→ Material de entrada

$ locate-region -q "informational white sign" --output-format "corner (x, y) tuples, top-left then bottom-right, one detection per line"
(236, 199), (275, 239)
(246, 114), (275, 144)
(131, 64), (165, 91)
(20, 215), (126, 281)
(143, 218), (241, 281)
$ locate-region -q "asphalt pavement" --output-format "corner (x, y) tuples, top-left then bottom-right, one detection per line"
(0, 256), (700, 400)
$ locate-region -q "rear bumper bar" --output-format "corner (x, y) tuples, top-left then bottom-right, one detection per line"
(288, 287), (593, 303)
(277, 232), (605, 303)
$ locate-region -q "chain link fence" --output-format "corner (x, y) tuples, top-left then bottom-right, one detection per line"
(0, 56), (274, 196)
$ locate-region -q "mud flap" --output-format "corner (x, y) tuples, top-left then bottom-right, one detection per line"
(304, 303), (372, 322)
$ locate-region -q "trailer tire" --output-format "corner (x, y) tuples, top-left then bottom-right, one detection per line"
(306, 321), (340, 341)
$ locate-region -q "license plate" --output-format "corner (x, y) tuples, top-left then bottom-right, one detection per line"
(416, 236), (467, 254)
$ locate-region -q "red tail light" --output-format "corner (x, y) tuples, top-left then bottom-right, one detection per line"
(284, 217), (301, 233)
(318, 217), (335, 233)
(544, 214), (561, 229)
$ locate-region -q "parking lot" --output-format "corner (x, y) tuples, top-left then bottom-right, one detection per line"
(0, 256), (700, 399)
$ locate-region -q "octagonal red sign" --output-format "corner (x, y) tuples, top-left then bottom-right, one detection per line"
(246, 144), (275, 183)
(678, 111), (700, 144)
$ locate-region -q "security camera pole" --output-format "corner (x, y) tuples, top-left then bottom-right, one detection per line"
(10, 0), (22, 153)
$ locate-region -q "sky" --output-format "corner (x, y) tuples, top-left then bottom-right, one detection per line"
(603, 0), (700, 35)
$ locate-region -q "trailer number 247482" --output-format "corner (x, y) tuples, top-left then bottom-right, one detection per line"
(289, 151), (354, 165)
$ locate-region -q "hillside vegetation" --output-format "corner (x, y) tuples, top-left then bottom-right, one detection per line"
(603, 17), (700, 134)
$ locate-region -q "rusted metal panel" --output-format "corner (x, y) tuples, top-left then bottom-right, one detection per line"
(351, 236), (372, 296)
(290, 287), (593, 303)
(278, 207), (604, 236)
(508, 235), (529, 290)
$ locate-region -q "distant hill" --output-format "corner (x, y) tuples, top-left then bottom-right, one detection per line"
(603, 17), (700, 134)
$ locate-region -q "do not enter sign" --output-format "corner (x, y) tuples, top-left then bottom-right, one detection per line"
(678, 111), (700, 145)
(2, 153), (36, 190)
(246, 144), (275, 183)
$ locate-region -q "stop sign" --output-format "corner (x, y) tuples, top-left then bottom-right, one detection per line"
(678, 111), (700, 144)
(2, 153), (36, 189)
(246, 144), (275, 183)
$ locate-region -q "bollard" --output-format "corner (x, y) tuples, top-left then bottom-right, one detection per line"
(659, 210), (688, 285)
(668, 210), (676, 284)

==

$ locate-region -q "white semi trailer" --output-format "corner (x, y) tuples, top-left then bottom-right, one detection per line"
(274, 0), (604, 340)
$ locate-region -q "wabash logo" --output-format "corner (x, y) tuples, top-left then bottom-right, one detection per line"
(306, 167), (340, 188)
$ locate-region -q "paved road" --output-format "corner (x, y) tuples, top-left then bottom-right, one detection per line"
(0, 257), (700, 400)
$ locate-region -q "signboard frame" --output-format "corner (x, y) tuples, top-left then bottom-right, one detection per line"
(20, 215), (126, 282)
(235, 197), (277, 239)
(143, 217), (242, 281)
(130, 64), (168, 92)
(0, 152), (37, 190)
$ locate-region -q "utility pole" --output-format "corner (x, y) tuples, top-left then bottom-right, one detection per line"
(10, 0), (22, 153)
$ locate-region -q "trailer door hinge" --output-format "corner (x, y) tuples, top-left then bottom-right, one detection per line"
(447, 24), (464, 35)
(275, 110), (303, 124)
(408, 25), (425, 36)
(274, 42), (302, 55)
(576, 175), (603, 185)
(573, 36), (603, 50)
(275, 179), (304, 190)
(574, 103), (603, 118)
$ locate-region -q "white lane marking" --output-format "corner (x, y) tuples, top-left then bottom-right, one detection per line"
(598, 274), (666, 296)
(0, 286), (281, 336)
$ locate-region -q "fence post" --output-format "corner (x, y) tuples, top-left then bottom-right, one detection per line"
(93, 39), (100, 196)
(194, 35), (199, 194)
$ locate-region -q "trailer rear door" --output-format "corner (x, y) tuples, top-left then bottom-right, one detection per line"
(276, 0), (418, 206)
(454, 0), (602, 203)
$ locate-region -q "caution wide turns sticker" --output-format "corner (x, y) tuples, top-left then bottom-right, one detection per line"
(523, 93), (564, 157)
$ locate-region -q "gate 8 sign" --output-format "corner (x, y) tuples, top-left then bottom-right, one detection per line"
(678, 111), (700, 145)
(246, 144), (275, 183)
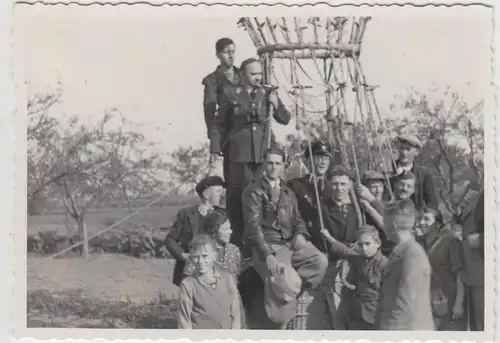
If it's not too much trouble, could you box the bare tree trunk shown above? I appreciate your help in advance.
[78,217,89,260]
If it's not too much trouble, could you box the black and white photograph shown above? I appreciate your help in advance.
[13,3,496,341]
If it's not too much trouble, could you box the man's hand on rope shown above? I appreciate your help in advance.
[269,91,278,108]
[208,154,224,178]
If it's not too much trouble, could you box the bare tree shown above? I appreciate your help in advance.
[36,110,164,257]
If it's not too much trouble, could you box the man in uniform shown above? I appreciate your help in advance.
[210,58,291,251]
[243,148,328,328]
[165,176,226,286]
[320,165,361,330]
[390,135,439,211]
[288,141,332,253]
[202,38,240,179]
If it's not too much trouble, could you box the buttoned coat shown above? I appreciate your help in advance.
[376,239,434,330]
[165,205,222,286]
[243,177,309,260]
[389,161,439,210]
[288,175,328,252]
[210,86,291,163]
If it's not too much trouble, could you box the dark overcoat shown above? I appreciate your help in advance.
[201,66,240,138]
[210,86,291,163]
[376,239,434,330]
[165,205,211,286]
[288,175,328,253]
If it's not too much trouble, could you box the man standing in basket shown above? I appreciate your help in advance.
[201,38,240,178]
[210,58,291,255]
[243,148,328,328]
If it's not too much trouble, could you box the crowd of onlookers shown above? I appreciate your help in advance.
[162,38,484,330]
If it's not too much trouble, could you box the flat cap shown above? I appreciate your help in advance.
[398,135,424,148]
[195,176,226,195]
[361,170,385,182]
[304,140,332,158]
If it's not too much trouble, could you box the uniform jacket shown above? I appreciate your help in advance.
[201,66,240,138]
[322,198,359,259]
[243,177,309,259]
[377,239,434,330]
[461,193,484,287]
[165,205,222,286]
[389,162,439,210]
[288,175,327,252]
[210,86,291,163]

...

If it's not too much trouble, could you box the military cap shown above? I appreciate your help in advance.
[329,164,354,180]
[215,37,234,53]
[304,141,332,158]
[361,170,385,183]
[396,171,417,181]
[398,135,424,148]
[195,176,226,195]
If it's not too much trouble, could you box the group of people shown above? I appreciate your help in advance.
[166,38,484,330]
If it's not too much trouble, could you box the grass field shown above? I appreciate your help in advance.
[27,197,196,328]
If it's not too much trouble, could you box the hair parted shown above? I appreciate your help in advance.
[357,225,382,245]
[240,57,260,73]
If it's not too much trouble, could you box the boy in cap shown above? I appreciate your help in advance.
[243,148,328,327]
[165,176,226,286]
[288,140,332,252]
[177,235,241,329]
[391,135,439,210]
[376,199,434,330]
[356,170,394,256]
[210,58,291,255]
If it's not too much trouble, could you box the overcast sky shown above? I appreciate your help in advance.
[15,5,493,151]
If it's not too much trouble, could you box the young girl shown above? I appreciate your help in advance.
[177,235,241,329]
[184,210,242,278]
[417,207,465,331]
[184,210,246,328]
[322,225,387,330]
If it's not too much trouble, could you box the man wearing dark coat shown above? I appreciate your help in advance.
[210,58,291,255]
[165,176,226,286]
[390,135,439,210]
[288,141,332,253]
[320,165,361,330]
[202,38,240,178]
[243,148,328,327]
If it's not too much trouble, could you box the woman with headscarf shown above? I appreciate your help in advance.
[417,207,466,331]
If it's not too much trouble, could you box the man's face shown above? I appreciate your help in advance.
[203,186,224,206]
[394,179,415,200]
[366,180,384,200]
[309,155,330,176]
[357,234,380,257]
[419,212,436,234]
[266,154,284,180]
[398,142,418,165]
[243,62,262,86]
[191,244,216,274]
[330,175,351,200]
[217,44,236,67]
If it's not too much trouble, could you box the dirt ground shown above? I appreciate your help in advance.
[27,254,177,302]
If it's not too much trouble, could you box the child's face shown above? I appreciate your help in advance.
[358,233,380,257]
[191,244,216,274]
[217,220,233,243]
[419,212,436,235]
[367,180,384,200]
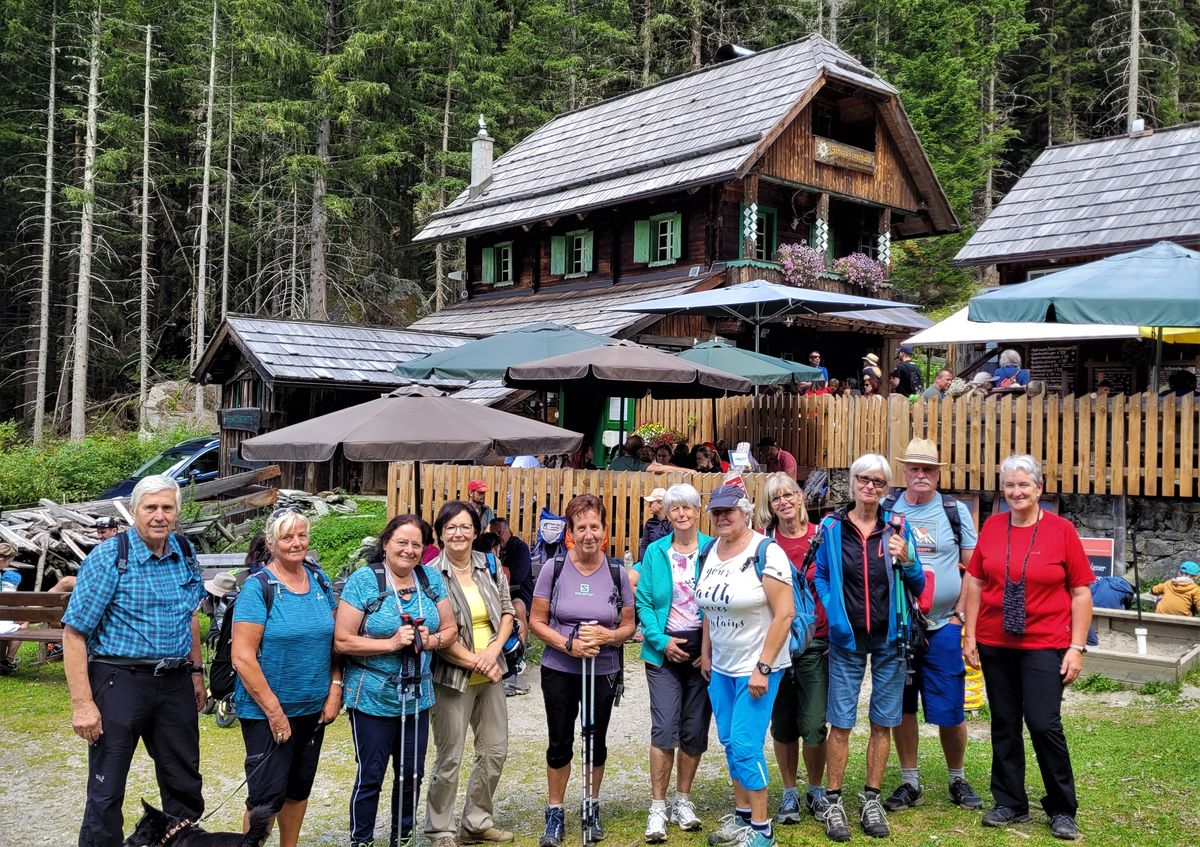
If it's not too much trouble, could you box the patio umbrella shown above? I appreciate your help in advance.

→ Objetivo
Enumera cada línea del material de arriba en la que aparezca la cadena "white". Distingue entre mayúsculas y minúsculas.

→ Solución completa
$ locate-region -q "informational white sign" --output-format "corner (x, y) tuples, top-left then bottom-right, one detection per line"
$ locate-region -q "white semi trailer" --output-format "corner (x, y) tuples, top-left then bottom-right, one detection per line"
$ locate-region -q "white lane marking" --output-format "corner (x, y) tuples, top-left then bottom-right, one detection per line"
If it's not too much trouble, could you box the black and white photograph shown above? I appreciate your help in advance.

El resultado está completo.